# [Provided records]
---*---

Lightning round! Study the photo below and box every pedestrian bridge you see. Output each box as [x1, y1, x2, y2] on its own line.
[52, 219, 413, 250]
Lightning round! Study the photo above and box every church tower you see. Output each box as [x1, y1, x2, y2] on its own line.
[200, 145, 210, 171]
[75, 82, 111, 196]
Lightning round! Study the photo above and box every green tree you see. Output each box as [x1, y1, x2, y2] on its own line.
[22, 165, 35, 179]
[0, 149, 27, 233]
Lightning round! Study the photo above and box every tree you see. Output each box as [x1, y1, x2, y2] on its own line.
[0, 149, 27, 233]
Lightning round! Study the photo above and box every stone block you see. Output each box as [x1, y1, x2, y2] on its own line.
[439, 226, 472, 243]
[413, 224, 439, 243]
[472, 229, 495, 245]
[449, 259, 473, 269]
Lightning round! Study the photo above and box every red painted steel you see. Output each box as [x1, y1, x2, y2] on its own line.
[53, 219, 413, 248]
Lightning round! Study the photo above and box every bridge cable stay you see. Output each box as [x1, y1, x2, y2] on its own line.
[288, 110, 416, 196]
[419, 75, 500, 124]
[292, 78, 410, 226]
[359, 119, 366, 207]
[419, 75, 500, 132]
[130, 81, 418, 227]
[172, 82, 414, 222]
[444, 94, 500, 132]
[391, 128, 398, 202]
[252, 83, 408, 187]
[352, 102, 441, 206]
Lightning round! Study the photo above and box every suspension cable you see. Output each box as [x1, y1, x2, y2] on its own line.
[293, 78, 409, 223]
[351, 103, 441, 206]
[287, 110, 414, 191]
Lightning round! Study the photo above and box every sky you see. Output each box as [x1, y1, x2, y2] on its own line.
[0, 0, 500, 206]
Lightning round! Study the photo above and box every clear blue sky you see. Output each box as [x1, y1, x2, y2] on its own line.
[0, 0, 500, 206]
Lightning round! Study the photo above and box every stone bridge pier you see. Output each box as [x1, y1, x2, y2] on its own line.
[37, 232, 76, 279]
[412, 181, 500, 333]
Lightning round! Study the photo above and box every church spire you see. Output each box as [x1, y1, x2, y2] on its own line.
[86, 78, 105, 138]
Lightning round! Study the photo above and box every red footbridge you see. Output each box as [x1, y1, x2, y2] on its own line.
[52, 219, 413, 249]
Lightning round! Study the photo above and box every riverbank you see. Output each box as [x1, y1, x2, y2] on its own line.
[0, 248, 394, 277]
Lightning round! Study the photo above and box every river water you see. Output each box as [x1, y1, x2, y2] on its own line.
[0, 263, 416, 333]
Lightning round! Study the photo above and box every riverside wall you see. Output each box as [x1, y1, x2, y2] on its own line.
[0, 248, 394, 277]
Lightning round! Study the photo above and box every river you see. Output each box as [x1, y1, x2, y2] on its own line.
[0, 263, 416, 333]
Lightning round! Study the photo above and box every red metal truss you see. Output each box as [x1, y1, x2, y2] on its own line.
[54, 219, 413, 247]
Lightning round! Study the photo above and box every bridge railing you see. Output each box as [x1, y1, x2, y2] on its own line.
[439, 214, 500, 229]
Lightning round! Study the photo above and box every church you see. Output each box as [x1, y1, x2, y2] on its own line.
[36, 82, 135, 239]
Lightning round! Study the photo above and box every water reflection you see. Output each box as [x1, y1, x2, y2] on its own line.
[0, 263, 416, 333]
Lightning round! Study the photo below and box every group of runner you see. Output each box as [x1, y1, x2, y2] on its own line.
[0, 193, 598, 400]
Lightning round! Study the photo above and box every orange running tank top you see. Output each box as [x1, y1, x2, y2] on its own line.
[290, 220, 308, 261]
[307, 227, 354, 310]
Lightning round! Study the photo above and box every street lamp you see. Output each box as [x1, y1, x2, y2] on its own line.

---*---

# [Task to complete]
State how many lines in the entries above contain the word "cable". Give only the number.

# [Answer for the task]
2